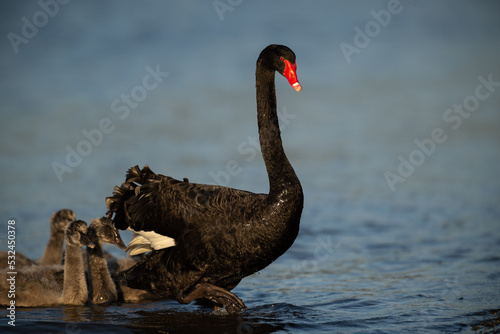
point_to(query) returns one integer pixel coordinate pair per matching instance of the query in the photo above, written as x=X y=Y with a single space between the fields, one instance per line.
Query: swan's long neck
x=280 y=172
x=75 y=291
x=103 y=289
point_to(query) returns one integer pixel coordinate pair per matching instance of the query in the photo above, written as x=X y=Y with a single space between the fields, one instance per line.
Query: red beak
x=291 y=75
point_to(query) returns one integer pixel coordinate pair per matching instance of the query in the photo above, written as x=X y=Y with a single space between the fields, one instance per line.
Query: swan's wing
x=149 y=202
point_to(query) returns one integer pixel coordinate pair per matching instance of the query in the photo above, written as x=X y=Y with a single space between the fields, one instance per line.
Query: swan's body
x=54 y=249
x=38 y=285
x=214 y=236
__________
§ **WHAT YOU SHOULD DO**
Starting at the line that contains "Query: swan's wing", output each remaining line of the listing, the last line included, exactly as it appears.

§ **REPLY TO THE EXERCISE**
Query: swan's wing
x=149 y=202
point_to(query) returns one integer pixel coordinate pair per matching instance of the query in the photo above, written as x=X y=Y with a single space between the fields, one instance per line.
Query: swan's body
x=54 y=249
x=38 y=285
x=214 y=236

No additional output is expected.